=== Brief ===
Could you return the listing below line for line, with nothing changed?

— START OF Extracted information —

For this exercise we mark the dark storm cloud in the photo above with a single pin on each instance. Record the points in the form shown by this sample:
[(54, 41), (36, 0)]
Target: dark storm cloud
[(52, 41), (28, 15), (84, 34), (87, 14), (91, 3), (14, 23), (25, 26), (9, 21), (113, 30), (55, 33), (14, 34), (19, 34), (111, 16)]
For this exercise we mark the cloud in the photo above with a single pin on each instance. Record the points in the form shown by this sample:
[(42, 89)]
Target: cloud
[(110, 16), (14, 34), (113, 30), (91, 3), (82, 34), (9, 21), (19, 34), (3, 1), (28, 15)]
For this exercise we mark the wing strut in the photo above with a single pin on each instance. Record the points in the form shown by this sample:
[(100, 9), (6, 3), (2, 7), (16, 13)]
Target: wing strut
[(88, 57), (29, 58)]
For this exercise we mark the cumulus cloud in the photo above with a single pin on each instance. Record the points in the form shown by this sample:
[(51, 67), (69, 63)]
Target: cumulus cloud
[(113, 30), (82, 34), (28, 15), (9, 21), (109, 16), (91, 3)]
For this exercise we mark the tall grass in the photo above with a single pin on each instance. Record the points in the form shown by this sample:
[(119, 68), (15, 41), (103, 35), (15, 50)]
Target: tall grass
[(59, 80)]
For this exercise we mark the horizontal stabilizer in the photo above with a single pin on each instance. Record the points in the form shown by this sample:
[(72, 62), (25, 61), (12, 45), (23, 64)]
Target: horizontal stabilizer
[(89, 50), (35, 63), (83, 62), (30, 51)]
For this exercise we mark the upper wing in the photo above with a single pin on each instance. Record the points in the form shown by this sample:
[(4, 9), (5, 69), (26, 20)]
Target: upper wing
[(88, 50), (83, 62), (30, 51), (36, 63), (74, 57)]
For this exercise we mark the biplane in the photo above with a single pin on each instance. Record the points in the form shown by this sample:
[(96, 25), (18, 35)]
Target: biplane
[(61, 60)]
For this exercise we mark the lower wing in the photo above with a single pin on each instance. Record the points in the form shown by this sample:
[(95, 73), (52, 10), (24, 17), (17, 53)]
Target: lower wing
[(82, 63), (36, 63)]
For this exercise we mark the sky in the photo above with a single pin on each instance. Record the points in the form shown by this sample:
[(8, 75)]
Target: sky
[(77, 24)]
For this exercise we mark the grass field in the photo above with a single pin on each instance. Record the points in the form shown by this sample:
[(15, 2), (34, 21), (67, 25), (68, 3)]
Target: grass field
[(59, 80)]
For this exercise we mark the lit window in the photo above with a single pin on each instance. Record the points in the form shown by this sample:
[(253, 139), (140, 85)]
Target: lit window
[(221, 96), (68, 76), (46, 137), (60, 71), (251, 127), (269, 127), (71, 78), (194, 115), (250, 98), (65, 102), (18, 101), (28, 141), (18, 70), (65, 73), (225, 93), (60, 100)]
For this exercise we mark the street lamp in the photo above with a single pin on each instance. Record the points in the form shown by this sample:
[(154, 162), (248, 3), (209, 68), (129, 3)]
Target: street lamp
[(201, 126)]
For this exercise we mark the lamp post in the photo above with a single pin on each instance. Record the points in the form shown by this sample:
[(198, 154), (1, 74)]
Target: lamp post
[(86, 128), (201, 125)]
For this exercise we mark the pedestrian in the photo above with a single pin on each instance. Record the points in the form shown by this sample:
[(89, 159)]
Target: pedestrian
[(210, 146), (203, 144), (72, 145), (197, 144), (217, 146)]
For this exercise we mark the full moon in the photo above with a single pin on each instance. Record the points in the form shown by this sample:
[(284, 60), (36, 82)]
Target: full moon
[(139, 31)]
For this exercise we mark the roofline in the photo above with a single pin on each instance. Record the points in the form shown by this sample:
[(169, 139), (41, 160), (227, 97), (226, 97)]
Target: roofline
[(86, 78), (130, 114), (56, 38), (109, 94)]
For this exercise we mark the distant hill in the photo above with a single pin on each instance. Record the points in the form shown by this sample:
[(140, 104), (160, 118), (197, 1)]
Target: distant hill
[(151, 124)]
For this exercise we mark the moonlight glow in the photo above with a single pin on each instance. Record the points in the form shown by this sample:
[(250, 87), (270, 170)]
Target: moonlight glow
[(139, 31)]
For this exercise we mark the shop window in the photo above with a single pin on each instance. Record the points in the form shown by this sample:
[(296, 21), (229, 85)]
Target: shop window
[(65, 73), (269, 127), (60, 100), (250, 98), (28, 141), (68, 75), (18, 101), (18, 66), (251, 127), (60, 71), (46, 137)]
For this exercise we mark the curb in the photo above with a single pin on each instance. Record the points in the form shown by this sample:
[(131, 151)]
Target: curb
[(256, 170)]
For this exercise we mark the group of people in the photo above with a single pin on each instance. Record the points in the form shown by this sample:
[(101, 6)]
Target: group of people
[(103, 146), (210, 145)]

— END OF Extracted information —

=== Solution for this task ===
For this exercise we mark the dark storm cloud in the photo above with a single pin on each instance. Record the points in the form shown by this sample:
[(54, 41), (36, 0)]
Target: dark storm cloud
[(52, 41), (28, 15), (84, 34), (87, 14), (91, 3), (14, 23), (25, 26), (9, 21), (113, 30), (55, 33), (14, 34), (19, 34), (111, 16)]
For this exercise we mark the cloud in the photo above with a single pin on each instance. Record the points in the form shown by this sample:
[(42, 89)]
Target: cloud
[(110, 16), (14, 34), (113, 30), (91, 3), (82, 34), (9, 21), (19, 34), (3, 1), (28, 15)]
For this exercise we mark the wing strut in the photo above with a single pin on each instance. Record the points in the form shown by this sample:
[(100, 9), (6, 3), (2, 7), (16, 13)]
Target: wing strut
[(88, 57), (29, 58)]
For this exercise we mark the cumulus cloud in the photo above with a single pin on each instance. Record the points in the form shown by this sample:
[(51, 67), (69, 63)]
Target: cumulus cloud
[(113, 30), (82, 34), (28, 15), (9, 21), (109, 16), (91, 3)]
For this exercise we mark the tall grass in the photo above with a single pin on each instance. Record the points in the form shown by this sample:
[(119, 68), (15, 41), (103, 35), (15, 50)]
Target: tall grass
[(59, 80)]
For this exercise we mark the horizontal stabilizer in the photo above with a single pin on each instance. Record the points in the form shown by this sample:
[(72, 62), (25, 61), (12, 45), (23, 64)]
Target: horizontal stabilizer
[(89, 50), (35, 63), (83, 62), (30, 51)]
For this exercise we mark the upper wing in the photo above with a single pin on each instance. Record the points in the form shown by this sample:
[(4, 9), (5, 69), (26, 20)]
Target: upper wing
[(88, 50), (83, 62), (30, 51), (36, 63), (74, 57)]
For this exercise we mark the biplane in the photo above with a single pin on each instance. Record the points in the form shown by this sample:
[(96, 25), (18, 35)]
Target: biplane
[(61, 60)]
For this exercise we mark the lower wing in the photo above with a single pin on each instance. Record the points in the form shown by this sample:
[(95, 73), (52, 10), (24, 17), (17, 53)]
Target: lower wing
[(82, 63), (36, 63)]
For this exercise we mark the sky in the photo above with a single pin on each instance. Record the points in the form shown by this sample:
[(8, 75)]
Target: sky
[(77, 24)]
For this exercise we mark the grass field in the photo above with a single pin on each instance. Record the points in the form shown by this sample:
[(15, 2), (34, 21), (67, 25), (68, 3)]
Target: grass field
[(59, 80)]
For this exercise we mark the lit window in the photo above with a single pin on each instance. Record the points in the form shown by this sample:
[(253, 139), (140, 85)]
Target: lit window
[(221, 96), (68, 76), (46, 137), (60, 71), (251, 127), (269, 127), (71, 78), (194, 115), (250, 98), (65, 102), (18, 101), (28, 141), (18, 70), (65, 73), (225, 93), (60, 100)]
For this exercise we mark the street lamp in the photo above with a single pin on each instance. Record the points in the form shown by this sample:
[(154, 162), (248, 3), (209, 68), (129, 3)]
Target: street lamp
[(201, 126)]
For this exercise we mark the lamp post in the photo above with a single pin on each instance. Record the points in the form shown by this sample:
[(198, 154), (1, 74)]
Target: lamp post
[(86, 128), (201, 125)]
For this exercise we mark the pedestrian in the photo above with a single pin on each instance. Record the points in the form shown by this sample:
[(89, 159)]
Target: pedestrian
[(210, 146), (203, 144), (72, 145), (197, 144), (217, 146)]
For this exercise we mark the full moon in the photo above with a single pin on each instance. Record the points in the form shown by this sample:
[(284, 60), (36, 82)]
Target: full moon
[(139, 31)]
For this exercise we mark the roofline in the photo above with a single pin on each instance. Record the points in the form shown by this sample:
[(169, 139), (41, 160), (227, 97), (226, 97)]
Target: roofline
[(86, 78), (130, 114), (56, 38), (109, 94)]
For this exercise we mark the distant hill in the photo above with a single pin on each instance. Record the points in the form shown by this sample:
[(140, 104), (160, 118), (197, 1)]
Target: distant hill
[(151, 124)]
For this exercise we mark the moonlight glow in the photo above with a single pin on each instance. Record the points in the form shown by this sample:
[(250, 87), (270, 170)]
Target: moonlight glow
[(139, 31)]
For this exercise we mark the shop window in the photo above with a single pin on each instance. Record the points in the form shown by this sample:
[(296, 21), (229, 85)]
Target: shop window
[(65, 73), (269, 127), (60, 100), (250, 98), (28, 141), (68, 75), (18, 101), (18, 66), (251, 127), (60, 71), (46, 137)]
For this exercise we mark the curb in the photo above with a single pin on each instance. Record the points in the form shown by this sample:
[(131, 151)]
Target: curb
[(256, 170)]
For this exercise we mark the group of people in the photo above with a single pin on each instance. Record the points in the form shown by this sample:
[(101, 6)]
Target: group of people
[(103, 146), (210, 145)]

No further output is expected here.